* _SOURCE DATA_:
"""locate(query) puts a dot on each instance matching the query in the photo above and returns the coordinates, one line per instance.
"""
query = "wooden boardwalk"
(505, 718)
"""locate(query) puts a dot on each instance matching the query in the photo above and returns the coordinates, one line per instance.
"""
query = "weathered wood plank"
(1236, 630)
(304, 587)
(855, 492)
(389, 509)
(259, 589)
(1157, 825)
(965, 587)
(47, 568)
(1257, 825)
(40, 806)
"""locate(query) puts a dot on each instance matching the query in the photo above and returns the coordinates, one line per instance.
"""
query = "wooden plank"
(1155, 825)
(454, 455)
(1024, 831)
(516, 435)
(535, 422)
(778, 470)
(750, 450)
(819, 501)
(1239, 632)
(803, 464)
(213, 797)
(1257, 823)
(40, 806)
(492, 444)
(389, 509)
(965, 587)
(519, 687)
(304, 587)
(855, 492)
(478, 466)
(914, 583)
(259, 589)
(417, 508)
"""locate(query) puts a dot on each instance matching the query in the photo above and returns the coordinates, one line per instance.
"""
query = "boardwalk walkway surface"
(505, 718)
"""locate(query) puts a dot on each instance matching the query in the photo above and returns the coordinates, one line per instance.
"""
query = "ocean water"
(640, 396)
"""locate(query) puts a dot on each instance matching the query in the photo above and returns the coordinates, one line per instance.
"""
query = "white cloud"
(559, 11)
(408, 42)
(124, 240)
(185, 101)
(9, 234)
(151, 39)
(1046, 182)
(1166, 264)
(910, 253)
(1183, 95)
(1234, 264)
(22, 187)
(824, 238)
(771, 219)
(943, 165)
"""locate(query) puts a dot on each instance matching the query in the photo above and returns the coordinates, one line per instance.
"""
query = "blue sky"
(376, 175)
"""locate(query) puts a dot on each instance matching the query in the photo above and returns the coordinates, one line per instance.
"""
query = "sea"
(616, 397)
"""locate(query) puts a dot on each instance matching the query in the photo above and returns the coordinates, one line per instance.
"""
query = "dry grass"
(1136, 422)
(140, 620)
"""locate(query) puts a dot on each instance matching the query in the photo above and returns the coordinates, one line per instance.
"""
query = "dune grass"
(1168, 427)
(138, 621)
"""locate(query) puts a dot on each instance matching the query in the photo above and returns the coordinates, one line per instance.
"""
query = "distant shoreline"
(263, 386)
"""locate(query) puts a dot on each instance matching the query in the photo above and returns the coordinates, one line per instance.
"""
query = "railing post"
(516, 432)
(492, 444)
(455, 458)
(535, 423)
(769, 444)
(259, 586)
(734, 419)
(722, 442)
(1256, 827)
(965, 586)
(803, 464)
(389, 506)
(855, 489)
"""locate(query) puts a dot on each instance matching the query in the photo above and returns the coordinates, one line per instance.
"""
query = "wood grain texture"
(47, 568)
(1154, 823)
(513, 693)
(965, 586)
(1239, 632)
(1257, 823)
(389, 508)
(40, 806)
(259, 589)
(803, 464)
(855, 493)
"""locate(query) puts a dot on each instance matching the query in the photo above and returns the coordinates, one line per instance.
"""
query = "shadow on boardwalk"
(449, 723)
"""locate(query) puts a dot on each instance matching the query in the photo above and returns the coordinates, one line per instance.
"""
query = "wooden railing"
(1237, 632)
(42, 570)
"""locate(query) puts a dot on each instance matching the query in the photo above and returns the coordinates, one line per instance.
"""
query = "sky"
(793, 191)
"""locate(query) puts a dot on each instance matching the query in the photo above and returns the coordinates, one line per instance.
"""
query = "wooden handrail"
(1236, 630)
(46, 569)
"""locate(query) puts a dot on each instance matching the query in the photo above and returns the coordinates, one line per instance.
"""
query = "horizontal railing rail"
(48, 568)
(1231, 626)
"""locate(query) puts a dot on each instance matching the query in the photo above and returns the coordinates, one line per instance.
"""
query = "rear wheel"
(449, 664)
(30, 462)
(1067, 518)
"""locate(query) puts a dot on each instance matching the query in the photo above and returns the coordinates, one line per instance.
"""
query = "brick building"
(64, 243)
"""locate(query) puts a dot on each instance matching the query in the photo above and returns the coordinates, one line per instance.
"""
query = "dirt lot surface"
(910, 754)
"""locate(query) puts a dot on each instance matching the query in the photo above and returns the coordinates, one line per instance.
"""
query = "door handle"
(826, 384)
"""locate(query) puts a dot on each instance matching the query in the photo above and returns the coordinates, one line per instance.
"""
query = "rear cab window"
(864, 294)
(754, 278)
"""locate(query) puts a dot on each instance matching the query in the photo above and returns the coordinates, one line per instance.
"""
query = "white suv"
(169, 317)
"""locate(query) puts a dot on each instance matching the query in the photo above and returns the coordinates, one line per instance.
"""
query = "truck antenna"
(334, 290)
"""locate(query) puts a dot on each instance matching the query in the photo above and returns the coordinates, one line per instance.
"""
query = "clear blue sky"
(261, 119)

* _WORK REQUIRED_: Extract the listing in its entirety and repeat it exactly.

* _EXPECTED OUTPUT_:
"""locate(query) puts a dot on each instance matching the query in the photo above and returns the coordinates, one line per instance.
"""
query = "wooden boardwalk"
(505, 718)
"""locate(query) puts a dot on each instance matching the query in the photo above and returns the coordinates, one line per instance.
"""
query = "weathered wood plank"
(1236, 630)
(304, 587)
(855, 492)
(389, 509)
(259, 589)
(1157, 825)
(965, 587)
(47, 568)
(1257, 825)
(40, 806)
"""locate(query) puts a dot on each instance matching the query in the photo above and returns the coordinates, one line per instance.
"""
query = "wooden plank"
(1155, 825)
(454, 455)
(1024, 831)
(516, 435)
(535, 422)
(778, 470)
(750, 450)
(819, 501)
(1239, 632)
(803, 464)
(213, 797)
(1257, 823)
(40, 806)
(492, 444)
(389, 509)
(965, 587)
(519, 687)
(304, 587)
(855, 492)
(478, 466)
(914, 583)
(259, 589)
(417, 508)
"""locate(query) puts a dot on each instance matching the query in the photo above and returns the coordinates, one line per instance.
"""
query = "boardwalk walkway surface"
(505, 718)
"""locate(query) puts a dot on each instance matching the query in the photo above and returns the coordinates, one line per instance.
"""
query = "ocean water"
(640, 396)
"""locate(query) puts a dot on each instance matching the query in the photo above and returns the coordinates, one line per instance.
"""
query = "white cloud"
(559, 11)
(408, 42)
(124, 240)
(185, 101)
(9, 234)
(151, 39)
(1046, 182)
(1166, 264)
(910, 253)
(1183, 95)
(1234, 264)
(22, 187)
(824, 238)
(771, 219)
(943, 165)
"""locate(query) puts a dot on each instance matching the query in the photo above and returns the coordinates, one line per instance.
"""
query = "blue sky"
(376, 175)
"""locate(query) puts a dot on each instance matching the query in the photo above and returns the coordinates, one line per instance.
"""
query = "sea"
(616, 397)
"""locate(query) puts a dot on each instance matching the query in the photo above and returns the coordinates, one line per instance.
"""
query = "dry grass"
(1136, 422)
(140, 620)
"""locate(query) puts a dot on each instance matching the query in the photo above and returns the coordinates, one line per instance.
"""
query = "dune grass"
(1168, 427)
(138, 621)
"""locate(query) puts a dot on each instance matching the query in the photo above and returns the coordinates, one line per instance.
"""
query = "distant shoreline"
(263, 386)
"""locate(query) puts a dot on each instance matching the query in the photo above and returns the coordinates, one line per instance.
"""
query = "railing post"
(516, 432)
(492, 444)
(455, 458)
(535, 423)
(769, 444)
(259, 586)
(734, 419)
(722, 442)
(1256, 827)
(965, 586)
(803, 464)
(389, 506)
(855, 489)
"""locate(query) puts a dot on each instance matching the query in the photo above and returns the coordinates, one line per instance.
"""
query = "wood grain texture"
(47, 568)
(1154, 823)
(513, 693)
(965, 586)
(1239, 632)
(1257, 823)
(389, 508)
(40, 806)
(259, 589)
(803, 464)
(855, 493)
"""locate(query) puts a dot on each instance matching the query in the photo above and returns the coordinates, one line per instance.
"""
query = "shadow on boardwalk"
(449, 723)
"""locate(query) puts a dot on each instance matching the query in the photo above and returns the coordinates, one line per instance.
"""
query = "wooden railing"
(1237, 632)
(42, 570)
"""locate(query) puts a dot on each instance matching the query in the photo above and returns the coordinates, one line per instance.
"""
query = "sky"
(793, 191)
"""locate(query) puts a dot on each instance matching the query in the photo above and returns the coordinates, one line per instance.
"""
query = "wooden handrail"
(1236, 630)
(46, 569)
"""locate(query) puts a dot on each instance matching the query in the photo above and returns the coordinates, one line per instance.
"""
query = "horizontal railing rail"
(48, 568)
(1231, 626)
"""locate(query) puts a dot on each instance matching the query in the photo above and returns the coordinates, one line per instance.
"""
query = "rear wheel"
(449, 664)
(30, 462)
(1067, 518)
"""locate(query) puts a dot on each instance matching the query in the photo above and returns the coordinates, one line per instance.
"""
query = "brick building"
(64, 243)
"""locate(query) puts a dot on each instance matching the query in the photo above and returns the coordinates, one line per instance.
"""
query = "dirt lot surface"
(910, 754)
"""locate(query) puts a dot on each instance matching the query in the photo above and returns the coordinates, one line per instance.
"""
query = "door handle"
(826, 384)
"""locate(query) puts a dot on each instance matching the query in the photo above and returns the coordinates, one line per instance.
"""
query = "rear cab window"
(864, 294)
(754, 278)
"""locate(query) puts a dot on each instance matching the query in the photo above and returns the coordinates, one line per instance.
"""
query = "white suv"
(169, 317)
"""locate(query) puts a dot on each instance matching the query in the photo above and returns the coordinates, one line per instance.
"""
query = "truck antenna"
(334, 290)
"""locate(query) puts a dot on each instance matching the query in the photo above and returns the coordinates, one line per instance.
"""
query = "clear blue sky"
(261, 119)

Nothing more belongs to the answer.